(Work to complete): Reproduce word for word every line of the entries below, from the line containing "# output is" through the final line, and nothing else.

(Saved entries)

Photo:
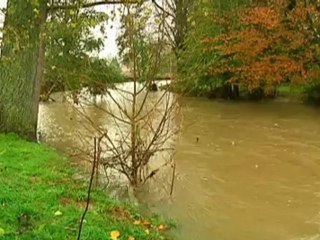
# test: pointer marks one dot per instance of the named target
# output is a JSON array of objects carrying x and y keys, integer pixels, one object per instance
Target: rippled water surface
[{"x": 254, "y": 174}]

(The answer):
# output is a JSON array of objects carrying x and y keys, integer pixels, one object per instance
Target: rippled water surface
[{"x": 254, "y": 174}]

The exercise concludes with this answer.